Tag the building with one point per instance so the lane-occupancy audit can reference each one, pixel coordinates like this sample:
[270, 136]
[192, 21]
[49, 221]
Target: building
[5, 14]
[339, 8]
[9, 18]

**********

▸ **WHAT YOU HAVE TO DO**
With no line omitted, copy all the data exactly.

▸ **WRITTEN SOLUTION**
Tag the building with one point per instance so the lane-occupancy audit can reference each one, pixel coordinates like this sample:
[270, 136]
[192, 21]
[49, 221]
Target: building
[5, 14]
[339, 8]
[9, 18]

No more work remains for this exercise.